Problem requirements: Write out, word for word, every line from the one where "Reviewer note: confirm that every instance of the handbag" occurs to the final line of the entries, and nothing beyond them.

[Dataset entries]

*** Begin section ***

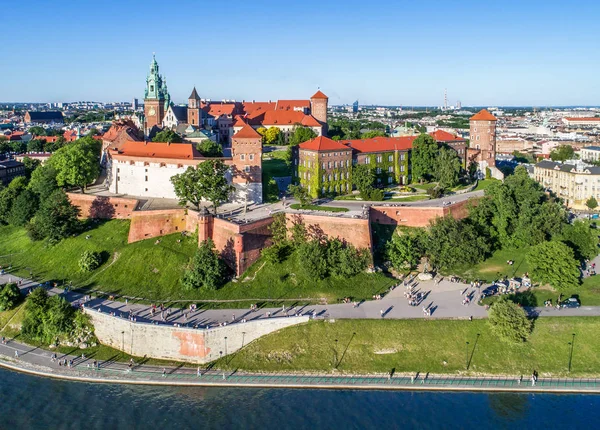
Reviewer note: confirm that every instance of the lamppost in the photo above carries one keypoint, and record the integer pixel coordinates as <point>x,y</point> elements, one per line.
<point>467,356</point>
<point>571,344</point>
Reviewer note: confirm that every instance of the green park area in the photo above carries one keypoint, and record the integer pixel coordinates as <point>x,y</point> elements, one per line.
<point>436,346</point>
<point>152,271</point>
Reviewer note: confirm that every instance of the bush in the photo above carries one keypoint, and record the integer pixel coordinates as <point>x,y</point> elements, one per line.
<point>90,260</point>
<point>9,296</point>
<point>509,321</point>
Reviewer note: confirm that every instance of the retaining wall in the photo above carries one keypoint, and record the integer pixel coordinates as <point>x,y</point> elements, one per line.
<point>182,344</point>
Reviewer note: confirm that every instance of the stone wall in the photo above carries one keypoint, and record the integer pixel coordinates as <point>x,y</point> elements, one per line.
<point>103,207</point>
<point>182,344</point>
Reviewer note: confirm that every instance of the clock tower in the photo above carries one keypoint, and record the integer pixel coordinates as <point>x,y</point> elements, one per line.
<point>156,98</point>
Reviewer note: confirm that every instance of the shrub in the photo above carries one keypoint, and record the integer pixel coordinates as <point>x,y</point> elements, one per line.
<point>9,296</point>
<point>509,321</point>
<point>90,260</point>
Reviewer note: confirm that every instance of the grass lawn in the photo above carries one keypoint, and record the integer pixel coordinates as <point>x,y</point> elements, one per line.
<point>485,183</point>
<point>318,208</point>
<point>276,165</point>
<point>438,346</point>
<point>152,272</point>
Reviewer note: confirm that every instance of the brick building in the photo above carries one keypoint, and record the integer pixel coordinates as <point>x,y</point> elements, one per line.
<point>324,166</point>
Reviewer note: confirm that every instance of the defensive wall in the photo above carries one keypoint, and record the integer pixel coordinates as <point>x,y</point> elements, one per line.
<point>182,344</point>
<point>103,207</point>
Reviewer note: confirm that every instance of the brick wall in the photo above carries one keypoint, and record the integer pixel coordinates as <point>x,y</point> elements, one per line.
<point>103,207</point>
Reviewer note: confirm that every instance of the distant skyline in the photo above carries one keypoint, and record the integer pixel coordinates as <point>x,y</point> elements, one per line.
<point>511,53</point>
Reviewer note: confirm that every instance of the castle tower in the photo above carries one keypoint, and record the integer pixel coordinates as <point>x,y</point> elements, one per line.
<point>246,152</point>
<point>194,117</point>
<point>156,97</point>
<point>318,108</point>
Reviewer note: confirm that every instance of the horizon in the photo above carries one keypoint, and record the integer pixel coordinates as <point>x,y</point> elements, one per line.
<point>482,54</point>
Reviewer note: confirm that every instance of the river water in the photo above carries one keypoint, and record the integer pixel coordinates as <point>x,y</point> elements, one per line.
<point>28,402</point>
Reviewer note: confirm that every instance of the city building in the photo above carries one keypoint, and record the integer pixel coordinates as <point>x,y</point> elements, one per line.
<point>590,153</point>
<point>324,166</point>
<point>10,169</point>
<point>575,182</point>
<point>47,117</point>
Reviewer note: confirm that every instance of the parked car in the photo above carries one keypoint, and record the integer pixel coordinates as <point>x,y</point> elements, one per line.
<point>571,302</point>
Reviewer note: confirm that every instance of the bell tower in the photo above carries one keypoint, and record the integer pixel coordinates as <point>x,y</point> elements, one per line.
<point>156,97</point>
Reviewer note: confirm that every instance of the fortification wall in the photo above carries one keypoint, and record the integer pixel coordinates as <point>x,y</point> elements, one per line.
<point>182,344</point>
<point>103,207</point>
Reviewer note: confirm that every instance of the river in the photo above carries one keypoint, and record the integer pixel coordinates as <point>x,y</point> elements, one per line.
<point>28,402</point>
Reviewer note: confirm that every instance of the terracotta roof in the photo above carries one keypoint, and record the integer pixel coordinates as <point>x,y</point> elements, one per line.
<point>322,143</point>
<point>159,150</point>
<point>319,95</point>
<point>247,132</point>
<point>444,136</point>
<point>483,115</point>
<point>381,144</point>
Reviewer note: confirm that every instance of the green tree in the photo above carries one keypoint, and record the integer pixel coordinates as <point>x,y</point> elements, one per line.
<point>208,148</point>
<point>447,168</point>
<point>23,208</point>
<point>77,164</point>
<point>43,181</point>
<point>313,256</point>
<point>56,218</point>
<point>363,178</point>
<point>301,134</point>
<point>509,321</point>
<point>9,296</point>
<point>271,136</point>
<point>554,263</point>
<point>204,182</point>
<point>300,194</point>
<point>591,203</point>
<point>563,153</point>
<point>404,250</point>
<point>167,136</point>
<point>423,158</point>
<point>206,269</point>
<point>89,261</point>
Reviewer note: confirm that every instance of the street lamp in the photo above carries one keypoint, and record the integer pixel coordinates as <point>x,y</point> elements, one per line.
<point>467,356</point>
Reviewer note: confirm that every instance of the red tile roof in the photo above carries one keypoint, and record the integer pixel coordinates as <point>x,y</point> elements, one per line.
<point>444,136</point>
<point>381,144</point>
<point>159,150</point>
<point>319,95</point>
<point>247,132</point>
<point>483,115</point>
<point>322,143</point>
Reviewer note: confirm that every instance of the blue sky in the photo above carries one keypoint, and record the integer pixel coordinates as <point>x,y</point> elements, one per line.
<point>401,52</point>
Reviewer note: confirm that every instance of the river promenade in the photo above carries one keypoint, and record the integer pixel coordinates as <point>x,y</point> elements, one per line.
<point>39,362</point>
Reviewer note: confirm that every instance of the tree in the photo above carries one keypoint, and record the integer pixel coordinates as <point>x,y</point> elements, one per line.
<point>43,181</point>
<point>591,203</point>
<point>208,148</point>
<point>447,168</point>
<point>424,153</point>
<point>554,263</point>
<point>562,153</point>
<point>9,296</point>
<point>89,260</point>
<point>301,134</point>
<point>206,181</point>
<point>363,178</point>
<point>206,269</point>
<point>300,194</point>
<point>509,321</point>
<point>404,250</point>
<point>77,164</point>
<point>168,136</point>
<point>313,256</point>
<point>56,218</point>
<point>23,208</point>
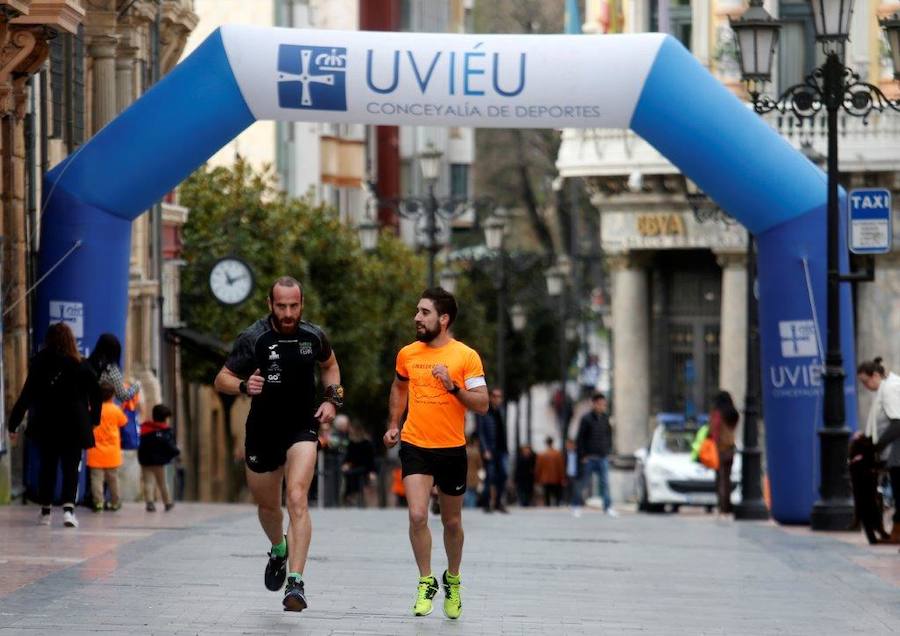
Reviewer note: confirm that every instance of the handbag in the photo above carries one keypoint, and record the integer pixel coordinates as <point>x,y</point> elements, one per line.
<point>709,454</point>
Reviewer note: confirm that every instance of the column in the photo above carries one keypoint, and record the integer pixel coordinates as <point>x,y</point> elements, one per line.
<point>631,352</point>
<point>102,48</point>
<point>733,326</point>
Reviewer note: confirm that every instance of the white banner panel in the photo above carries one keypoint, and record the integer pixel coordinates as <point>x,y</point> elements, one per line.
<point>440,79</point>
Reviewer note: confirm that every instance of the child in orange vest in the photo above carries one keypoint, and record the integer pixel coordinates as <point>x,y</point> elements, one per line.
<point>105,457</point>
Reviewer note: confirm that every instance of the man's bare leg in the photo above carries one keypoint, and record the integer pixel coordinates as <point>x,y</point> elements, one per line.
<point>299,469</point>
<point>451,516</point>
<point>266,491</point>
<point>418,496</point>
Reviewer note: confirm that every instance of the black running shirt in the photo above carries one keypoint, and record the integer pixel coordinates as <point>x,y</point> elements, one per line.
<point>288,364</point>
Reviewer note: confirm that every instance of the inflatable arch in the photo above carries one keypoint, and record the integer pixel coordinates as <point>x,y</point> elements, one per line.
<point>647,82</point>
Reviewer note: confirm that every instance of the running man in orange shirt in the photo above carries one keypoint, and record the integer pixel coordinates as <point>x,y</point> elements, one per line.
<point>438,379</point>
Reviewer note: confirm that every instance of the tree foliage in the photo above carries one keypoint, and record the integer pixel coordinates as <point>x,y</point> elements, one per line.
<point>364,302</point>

*** End section ***

Answer to the problem:
Reviewer note: confirm that every instance of the handbag in the photo above carries one keypoint, and record the integer pixel coordinates as <point>x,y</point> elements, one per line.
<point>709,454</point>
Reviewer note: confirm that every instance of the column in the photo above carries one keypoint, and record the integer pixel coordinates as <point>x,y</point> elements, one per line.
<point>631,352</point>
<point>102,48</point>
<point>733,326</point>
Reviewer note: confirm that every instance of the white banner panel in the photo above carries one keypoint, and record the integer pixel coordinates as <point>x,y</point> elements, one per line.
<point>440,79</point>
Reviewer note: confirm that every instance of the child in orange vest in the photo above carries one keypoint, and record the integer pixel coordinates as <point>x,y</point> elements, one per line.
<point>105,457</point>
Reviewer note: confirm that every instance of the man's bare leg in the photo above carries one keypoint, and record the integer pixel coordinates as <point>x,y</point> elements, one per line.
<point>299,469</point>
<point>451,516</point>
<point>266,491</point>
<point>418,496</point>
Reviewer note: confirm that every instance of the black running shirt in the photo above carries one keypoint, and record the integer pixel coordinates as <point>x,y</point> elements, one per line.
<point>288,364</point>
Reviewer note: confirm that every instance of the inflatable arch in the photo above carries one keypoint, and record the integer pixel coordinates as <point>x,y</point> elements, one per line.
<point>647,82</point>
Reviewer note: confirm that every instance of the running man in orange shirt in the photo above carries one keypoint, and record the integer pixel coordinates as <point>x,y</point> elements, one per line.
<point>438,379</point>
Reviewer note: confirm that every instance of the tree foliage in the photo above carries one keypoint, and record the integer pixel coordinates as <point>x,y</point> elements, one per line.
<point>364,302</point>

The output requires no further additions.